-- Uit te voeren taken --
1. Geef het gedeelte van de tekst over duivensport woordelijk opnieuw weer, te beginnen bij "Onze mengelingen zijn" en doorlopend tot en met "liefhebbers kampioen maken.".
2. Vervolg de tekst over duivensport vanaf het punt waar die eindigt.

-- Aangeleverde tekst --
Eiwitten moeten niet of nauwelijks in het voer aanwezig zijn, die slaan op als de duiven ze niet gebruiken en dan wordt het eerder vergif voor de duif. Het is dus beter om die zelf toe te dienen wanneer nodig. Hier is dat twee dagen na de vlucht en in de rui- en kweekperiode tweemaal per week. Zeker niet elke dag, want ze moeten ze ook kunnen verwerken.
Onze mengelingen zijn vetrijk met relatief weinig eiwit, zodat ik alles naar eigen wens kan sturen. Duiven met blauw vlees duiden vaak op een teveel aan eiwitten. Die vind je hier dus niet, want zulke duiven presteren niet.
Als de kwaliteit aanwezig is hoeft presteren niet zo moeilijk te zijn als je die combineert met een goede verzorging, niet teveel duiven op het hok, een uitgebalanceerde mengeling en de juiste bijproducten. Daarbij let ik meer op vliegresultaten dan kampioenschappen, want in Nederland wil men maar zoveel mogelijk liefhebbers kampioen maken.
KAMPIOENSCHAPPEN
Je hebt de WHZB, nationale kampioenschappen, Grootmeesters, Fondspiegel, PIPA Rankings, Allerbeste, Olympiade… Allemaal met verschillende puntenregels en liefhebbers. Iedereen heeft tegenwoordig nationale Asduiven op het hok zoals ze al die competities noemen. Ook de charme van teletekstvluchten hebben ze door deze overdaad om zeep geholpen.
Ik haalde als eens eerder aan dat toen de nationale kampioenschappen in De Duif werden gepresenteerd, het erop leek dat je wel erg slecht gevlogen moet hebben om daar niet tussen te staan. Zolang er geen duidelijkheid is wie de echte kampioenen zijn, zegt het me allemaal weinig.

-- Gegevensitems --
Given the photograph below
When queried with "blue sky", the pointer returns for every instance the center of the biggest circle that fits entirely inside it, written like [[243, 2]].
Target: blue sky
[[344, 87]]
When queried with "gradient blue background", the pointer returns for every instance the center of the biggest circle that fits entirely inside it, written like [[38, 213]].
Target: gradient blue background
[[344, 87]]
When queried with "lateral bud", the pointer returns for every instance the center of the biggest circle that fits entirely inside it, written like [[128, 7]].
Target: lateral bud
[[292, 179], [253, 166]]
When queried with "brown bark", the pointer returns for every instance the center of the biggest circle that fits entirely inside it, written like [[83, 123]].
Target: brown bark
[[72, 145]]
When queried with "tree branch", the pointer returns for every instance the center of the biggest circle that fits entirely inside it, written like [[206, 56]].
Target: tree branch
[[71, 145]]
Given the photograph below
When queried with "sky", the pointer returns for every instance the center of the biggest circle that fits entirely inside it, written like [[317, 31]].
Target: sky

-- Antwoorden per taak --
1.
Onze mengelingen zijn vetrijk met relatief weinig eiwit, zodat ik alles naar eigen wens kan sturen. Duiven met blauw vlees duiden vaak op een teveel aan eiwitten. Die vind je hier dus niet, want zulke duiven presteren niet.
Als de kwaliteit aanwezig is hoeft presteren niet zo moeilijk te zijn als je die combineert met een goede verzorging, niet teveel duiven op het hok, een uitgebalanceerde mengeling en de juiste bijproducten. Daarbij let ik meer op vliegresultaten dan kampioenschappen, want in Nederland wil men maar zoveel mogelijk liefhebbers kampioen maken.

2.
Hoe moeilijk kan het zijn als er 7x vitesse of 7x midfond of 5x dagfond of 10x jonge duiven op het nationaal vliegprogramma staan, en men werkt met een aftrekvlucht per categorie? Pas wanneer de punten dan uit de afdelingen in plaats van sommige zwakke samenspelen worden gehaald, zal de terechte kampioen van Nederland opstaan.
Toen op de laatste jonge duivenvlucht Châteaudun in Rayon 1 de eerste duif viel, had ik er 27 in Rayon 2 waar ik de eerste twaalf speelde. In de totale afdelingsuitslag zaten er twee voor mij uit de andere twee Rayons van Brabant 2000. Die waren die dag gewoon sneller, zo simpel is dat.
Daarom de punten uit de afdeling halen want de ene keer staat de wind zo en de andere keer weer zo. Het is aan de afdelingen om te switchen met een oostelijke of westelijke losplaats.
Eerlijkheid in de duivensport blijft een moeilijke zaak. Wij Nederlanders snappen het zelf niet eens, laat staan buitenstaanders in landen om ons heen.
Bij de Olympiade is het zelfs mogelijk om de beste jonge duif te hebben terwijl die niet eens op de jonge duivenvluchten heeft meegedaan. Als ik de top 5 bekijk, dan hebben alleen duif #1 en #5 hun punten op de jonge duivenvluchten behaald. Duif #2, #3 en #4 alleen op de nalijn.